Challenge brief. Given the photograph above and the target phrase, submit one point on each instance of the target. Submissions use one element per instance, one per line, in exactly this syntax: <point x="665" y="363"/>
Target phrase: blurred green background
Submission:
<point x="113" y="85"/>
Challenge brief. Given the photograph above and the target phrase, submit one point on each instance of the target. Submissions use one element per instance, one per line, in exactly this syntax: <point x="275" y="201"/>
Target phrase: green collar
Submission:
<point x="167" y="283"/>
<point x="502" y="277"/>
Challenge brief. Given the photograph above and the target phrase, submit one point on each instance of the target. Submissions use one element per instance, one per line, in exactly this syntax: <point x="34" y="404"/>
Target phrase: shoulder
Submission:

-------------------------

Transcribe every entry exactly.

Challenge brief. Given the photograph above and the target phrase, submit one point on each instance of the target. Submissions use one element per instance, one per line, in exactly this syntax: <point x="665" y="363"/>
Target phrase: blurred green background
Submission:
<point x="113" y="85"/>
Challenge brief. Given the photograph above and the target phrase, submit one point on each instance of the target. Submissions use one element per instance, one per line, in exactly this syntax: <point x="275" y="201"/>
Target phrase: green collar
Submission:
<point x="167" y="283"/>
<point x="502" y="277"/>
Challenge brief. Given the photograph above and the target phrase, submit one point on each instance of the target. Submissions use one element per instance, one per line, in exactly this syntax: <point x="34" y="404"/>
Target phrase: shoulder
Submission:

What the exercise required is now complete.